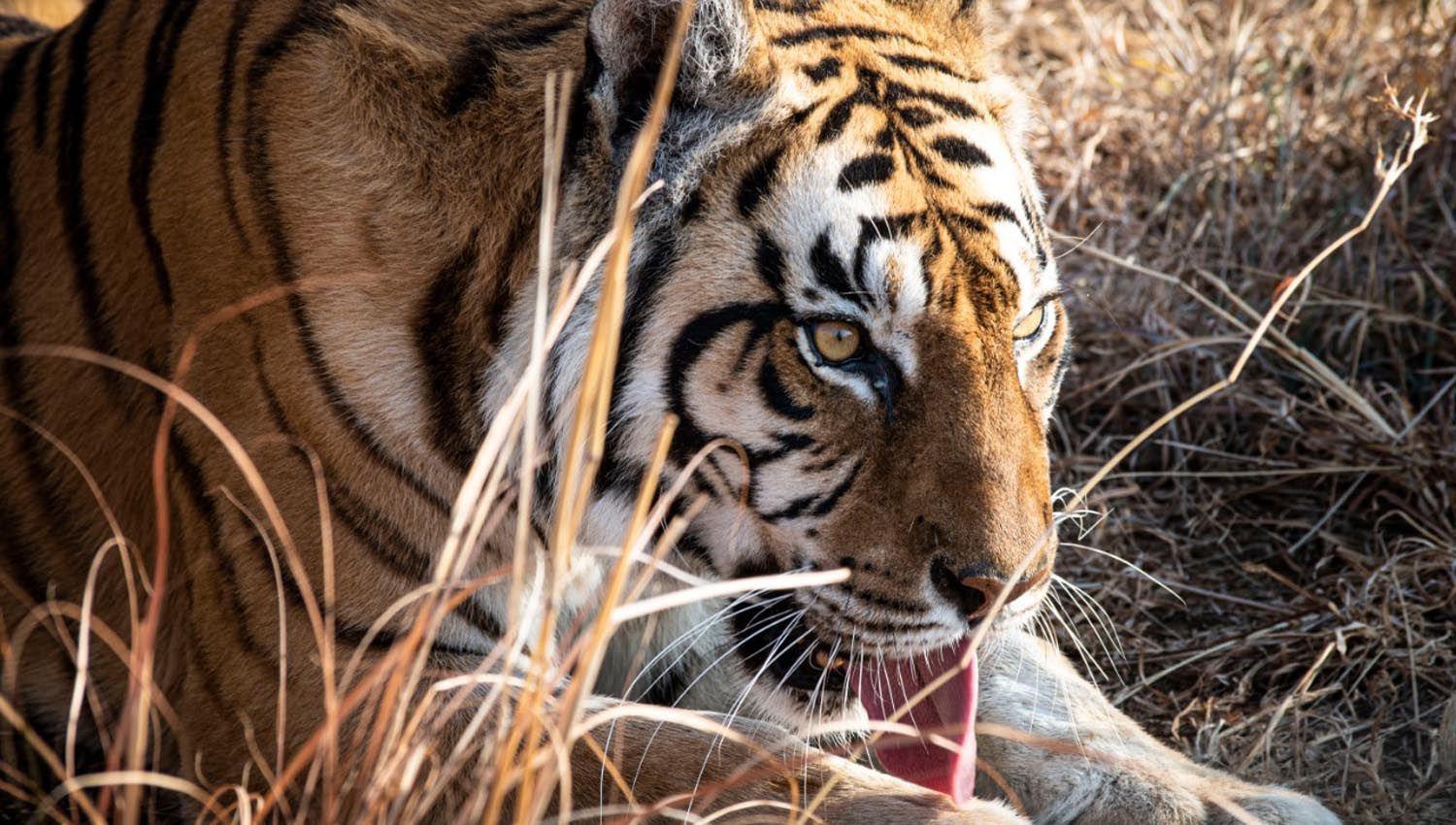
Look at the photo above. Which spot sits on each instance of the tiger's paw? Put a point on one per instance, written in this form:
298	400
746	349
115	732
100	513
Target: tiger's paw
1273	807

___

## Challenge
Reproduce the data above with "tiger's paw" swapped for "tiger's claw" and everything else unchanged. Omit the pictures.

## Solution
Look at the photo above. Which spot sits on each instance of the tiger's claw? Put a point on one per instance, written in this form:
298	400
746	349
115	732
100	513
Target: tiger's claw
1273	807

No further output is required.